*** Opening Text passage ***

Discrimination against Travellers goes back a long time. In fact, in the UK, it even used to be illegal to be a Gypsy. In 1596, 106 people were condemned to death for being Gypsies. It wasn’t until 1743 that it was legal to be a Gypsy without facing imprisonment, deportation or execution. Eastern European Travellers (known as Roma) have also undergone centuries of discrimination and hatred culminating in over 500,000 being murdered during the Holocaust.

We ought to be ashamed of the level of hate and prejudice we show towards people we don’t even know. We have a created our own Irish Apartheid system. We look down our noses at Travellers and tell ourselves we have good reason for our senseless prejudice. We treat Travellers like second class citizens who aren’t good enough to live near us or even be friends with us. Martin Luther King once called for people to be judged not by who or what they were born but by the content of their characters. In Ireland simply being born a Traveller condemns you to an inferior life. We can no longer ignore this. We need to talk about Travellers.

*** Closing Text passage ***
*** Opening Data ***

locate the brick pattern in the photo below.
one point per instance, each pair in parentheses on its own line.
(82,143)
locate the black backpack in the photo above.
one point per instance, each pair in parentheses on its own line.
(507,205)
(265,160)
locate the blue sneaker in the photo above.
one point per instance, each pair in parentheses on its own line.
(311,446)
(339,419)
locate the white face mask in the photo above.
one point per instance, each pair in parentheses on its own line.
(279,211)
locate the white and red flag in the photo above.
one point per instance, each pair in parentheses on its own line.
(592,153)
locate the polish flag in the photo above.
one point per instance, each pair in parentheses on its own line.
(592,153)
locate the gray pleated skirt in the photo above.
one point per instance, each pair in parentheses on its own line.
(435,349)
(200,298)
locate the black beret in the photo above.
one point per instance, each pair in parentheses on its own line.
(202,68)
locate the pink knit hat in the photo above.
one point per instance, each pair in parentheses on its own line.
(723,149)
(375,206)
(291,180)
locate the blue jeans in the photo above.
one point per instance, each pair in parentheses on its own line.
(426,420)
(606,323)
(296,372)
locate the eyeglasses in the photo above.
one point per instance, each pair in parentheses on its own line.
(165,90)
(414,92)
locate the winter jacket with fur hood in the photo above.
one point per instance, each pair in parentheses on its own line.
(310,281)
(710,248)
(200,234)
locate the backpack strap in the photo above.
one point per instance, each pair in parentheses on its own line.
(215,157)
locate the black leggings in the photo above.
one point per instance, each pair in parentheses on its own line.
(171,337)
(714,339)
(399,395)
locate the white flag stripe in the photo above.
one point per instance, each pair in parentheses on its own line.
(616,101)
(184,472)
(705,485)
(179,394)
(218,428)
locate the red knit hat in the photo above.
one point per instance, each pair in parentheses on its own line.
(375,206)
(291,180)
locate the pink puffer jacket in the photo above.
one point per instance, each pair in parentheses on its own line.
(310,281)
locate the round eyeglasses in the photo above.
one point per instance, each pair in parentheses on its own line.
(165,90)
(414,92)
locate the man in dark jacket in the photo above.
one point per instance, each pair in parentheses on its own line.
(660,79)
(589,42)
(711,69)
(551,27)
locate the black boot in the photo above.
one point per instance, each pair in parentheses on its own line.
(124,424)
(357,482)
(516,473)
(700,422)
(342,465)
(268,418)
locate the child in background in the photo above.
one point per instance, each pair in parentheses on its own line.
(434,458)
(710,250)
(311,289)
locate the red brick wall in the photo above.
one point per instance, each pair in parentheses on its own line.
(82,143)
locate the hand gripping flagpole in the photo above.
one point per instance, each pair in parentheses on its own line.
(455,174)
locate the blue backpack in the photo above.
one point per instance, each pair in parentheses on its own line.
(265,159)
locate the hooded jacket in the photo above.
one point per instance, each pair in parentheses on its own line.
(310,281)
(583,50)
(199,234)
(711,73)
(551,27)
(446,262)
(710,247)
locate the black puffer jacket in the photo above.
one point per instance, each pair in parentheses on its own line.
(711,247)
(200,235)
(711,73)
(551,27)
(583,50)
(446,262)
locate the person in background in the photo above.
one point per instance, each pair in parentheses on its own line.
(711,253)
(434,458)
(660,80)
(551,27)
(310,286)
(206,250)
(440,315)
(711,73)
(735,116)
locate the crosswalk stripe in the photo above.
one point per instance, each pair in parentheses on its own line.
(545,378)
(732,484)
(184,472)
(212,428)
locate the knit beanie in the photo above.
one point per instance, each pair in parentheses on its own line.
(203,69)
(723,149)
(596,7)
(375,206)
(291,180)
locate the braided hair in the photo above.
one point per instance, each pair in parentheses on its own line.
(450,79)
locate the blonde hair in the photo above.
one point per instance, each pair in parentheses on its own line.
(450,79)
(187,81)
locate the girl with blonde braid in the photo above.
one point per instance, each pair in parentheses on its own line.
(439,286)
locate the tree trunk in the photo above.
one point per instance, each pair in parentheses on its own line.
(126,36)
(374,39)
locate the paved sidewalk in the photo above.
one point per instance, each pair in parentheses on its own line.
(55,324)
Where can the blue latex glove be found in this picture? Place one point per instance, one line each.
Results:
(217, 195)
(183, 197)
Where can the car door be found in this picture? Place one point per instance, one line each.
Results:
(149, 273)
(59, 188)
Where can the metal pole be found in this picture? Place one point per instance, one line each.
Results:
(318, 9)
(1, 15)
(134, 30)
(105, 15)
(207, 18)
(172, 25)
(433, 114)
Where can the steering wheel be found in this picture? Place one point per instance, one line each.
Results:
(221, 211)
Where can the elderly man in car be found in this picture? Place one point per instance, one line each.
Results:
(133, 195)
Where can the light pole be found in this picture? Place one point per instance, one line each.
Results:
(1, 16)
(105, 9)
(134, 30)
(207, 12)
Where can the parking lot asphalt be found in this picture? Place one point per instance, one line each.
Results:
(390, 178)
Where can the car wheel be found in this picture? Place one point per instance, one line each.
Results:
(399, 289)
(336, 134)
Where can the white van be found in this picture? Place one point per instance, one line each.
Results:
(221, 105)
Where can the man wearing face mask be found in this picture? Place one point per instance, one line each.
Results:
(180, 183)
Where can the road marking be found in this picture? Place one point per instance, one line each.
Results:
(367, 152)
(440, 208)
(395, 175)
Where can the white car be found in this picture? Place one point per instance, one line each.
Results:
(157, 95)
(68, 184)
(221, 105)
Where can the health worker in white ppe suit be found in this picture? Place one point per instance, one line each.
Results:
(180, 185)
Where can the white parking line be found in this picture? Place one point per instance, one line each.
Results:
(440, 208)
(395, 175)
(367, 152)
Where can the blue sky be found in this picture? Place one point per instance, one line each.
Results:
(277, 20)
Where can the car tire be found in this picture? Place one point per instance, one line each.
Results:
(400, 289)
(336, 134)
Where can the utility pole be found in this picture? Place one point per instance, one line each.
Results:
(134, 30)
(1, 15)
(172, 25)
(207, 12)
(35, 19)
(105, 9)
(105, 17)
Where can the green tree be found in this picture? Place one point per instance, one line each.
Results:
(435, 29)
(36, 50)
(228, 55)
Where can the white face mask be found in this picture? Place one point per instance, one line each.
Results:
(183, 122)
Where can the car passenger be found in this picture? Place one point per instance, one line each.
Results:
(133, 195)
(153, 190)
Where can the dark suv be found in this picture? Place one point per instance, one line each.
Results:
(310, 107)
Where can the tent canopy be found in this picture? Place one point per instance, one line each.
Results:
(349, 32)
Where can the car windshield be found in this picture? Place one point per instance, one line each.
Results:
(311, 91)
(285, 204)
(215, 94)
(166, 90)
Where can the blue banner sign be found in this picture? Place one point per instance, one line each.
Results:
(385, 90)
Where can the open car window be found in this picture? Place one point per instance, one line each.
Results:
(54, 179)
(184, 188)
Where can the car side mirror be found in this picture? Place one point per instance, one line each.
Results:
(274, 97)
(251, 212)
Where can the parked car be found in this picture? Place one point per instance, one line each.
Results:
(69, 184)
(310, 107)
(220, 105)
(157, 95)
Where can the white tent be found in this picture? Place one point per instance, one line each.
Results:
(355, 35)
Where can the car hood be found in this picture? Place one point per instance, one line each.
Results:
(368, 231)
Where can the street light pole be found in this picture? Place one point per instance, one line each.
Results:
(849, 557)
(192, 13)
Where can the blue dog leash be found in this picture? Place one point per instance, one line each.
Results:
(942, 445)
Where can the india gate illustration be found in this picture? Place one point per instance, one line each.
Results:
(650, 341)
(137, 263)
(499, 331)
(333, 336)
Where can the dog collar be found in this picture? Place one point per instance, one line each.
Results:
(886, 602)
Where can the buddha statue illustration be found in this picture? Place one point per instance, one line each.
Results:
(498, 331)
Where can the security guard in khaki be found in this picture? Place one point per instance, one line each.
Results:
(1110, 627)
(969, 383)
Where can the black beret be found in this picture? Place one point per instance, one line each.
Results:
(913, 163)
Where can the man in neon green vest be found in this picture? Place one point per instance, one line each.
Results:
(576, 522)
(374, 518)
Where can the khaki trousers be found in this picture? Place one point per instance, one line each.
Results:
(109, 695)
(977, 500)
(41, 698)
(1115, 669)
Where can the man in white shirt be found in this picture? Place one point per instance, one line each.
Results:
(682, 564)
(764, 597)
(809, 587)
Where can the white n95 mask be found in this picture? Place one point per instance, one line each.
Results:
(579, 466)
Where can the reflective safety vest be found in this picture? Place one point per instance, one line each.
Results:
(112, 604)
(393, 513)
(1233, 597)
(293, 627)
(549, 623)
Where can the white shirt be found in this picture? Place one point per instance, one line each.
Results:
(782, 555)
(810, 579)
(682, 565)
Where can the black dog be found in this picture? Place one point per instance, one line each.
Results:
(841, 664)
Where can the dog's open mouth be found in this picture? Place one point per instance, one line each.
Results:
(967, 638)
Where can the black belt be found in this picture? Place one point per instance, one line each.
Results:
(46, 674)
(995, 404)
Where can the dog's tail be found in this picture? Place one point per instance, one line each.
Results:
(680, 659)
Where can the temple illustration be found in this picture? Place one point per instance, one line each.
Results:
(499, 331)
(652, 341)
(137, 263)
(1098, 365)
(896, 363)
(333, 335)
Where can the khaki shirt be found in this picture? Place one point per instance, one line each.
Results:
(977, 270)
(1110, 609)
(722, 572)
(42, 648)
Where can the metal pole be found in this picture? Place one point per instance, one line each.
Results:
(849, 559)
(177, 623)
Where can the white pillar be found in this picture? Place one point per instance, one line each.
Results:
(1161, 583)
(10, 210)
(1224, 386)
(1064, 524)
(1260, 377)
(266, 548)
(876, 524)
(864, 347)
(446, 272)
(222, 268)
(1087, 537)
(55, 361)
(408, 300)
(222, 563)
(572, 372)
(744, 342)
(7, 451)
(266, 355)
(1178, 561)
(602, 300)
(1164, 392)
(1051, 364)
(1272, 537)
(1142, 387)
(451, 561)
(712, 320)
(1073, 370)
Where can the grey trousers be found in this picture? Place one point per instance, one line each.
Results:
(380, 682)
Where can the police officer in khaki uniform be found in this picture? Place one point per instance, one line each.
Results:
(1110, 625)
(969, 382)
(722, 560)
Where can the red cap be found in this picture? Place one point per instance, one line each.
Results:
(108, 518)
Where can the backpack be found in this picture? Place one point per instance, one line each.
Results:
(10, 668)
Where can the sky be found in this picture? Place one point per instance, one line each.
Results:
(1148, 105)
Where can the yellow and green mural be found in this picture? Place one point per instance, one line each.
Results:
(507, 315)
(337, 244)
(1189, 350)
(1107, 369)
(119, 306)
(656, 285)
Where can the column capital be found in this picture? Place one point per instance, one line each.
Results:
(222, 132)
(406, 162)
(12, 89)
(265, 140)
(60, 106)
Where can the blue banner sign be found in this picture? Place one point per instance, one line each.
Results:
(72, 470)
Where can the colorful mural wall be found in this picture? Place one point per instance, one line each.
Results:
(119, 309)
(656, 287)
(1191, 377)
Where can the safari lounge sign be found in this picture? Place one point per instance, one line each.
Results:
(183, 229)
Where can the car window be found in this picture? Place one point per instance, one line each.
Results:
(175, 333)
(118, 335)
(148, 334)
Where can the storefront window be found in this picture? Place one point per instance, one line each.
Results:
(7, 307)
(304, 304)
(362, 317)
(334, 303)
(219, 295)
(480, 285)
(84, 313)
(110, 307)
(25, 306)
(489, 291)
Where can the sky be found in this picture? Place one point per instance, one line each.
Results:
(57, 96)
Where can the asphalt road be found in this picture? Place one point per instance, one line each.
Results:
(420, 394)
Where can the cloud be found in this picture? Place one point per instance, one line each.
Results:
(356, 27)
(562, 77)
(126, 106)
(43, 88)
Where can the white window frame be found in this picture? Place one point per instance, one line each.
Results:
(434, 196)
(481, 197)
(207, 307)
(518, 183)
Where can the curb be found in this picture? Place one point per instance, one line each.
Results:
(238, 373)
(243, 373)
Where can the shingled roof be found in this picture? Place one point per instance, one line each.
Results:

*** Closing Data ***

§ Exercises to complete:
- a) Answer these about the passage on Travellers:
(i) How many people were condemned to death in 1596 for being Gypsies?
(ii) In what year did it become legal to be a Gypsy without facing imprisonment, deportation or execution?
(iii) Who called for people to be judged by the content of their characters?
- b) Which penalties does the passage on Travellers say a Gypsy could face before 1743? List every one.
- c) Can you return a part of the passage on Travellers exactly? Begin at the words "Discrimination against Travellers" and stop after "during the Holocaust.".

§ Your written answers:
- a)
(i) 106
(ii) 1743
(iii) Martin Luther King

- b) Imprisonment, deportation, execution

- c)
Discrimination against Travellers goes back a long time. In fact, in the UK, it even used to be illegal to be a Gypsy. In 1596, 106 people were condemned to death for being Gypsies. It wasn’t until 1743 that it was legal to be a Gypsy without facing imprisonment, deportation or execution. Eastern European Travellers (known as Roma) have also undergone centuries of discrimination and hatred culminating in over 500,000 being murdered during the Holocaust.